BEGIN Raw records

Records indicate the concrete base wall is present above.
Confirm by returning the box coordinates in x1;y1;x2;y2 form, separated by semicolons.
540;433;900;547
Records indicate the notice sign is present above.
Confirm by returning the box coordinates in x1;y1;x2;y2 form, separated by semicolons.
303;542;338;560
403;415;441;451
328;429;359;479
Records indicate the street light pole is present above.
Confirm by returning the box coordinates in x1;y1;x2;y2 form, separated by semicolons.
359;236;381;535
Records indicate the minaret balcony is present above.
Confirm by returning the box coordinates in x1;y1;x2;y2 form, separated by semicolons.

END Raw records

What the task asks: Switch every "street light pole" in the lines above to "lamp post", and reproduce all the lines with nothing else changed.

The completed task:
Records indicate the concrete base wall is present above.
Confirm by returning the box coordinates in x1;y1;x2;y2 form, separated by semicolons.
540;433;900;547
Records indicate the notice sign is present above.
Confirm by returning the box coordinates in x1;y1;x2;y2 form, separated by semicolons.
303;542;338;560
403;415;441;451
328;429;359;479
Records indicate the lamp post is present above.
Confirm by returning the box coordinates in x1;y1;x2;y2 form, separated by semicolons.
359;236;381;535
Records indicate the minaret balcony is present above.
Confirm by returning the box coordinates in x1;y1;x2;y2 form, separated by semicolons.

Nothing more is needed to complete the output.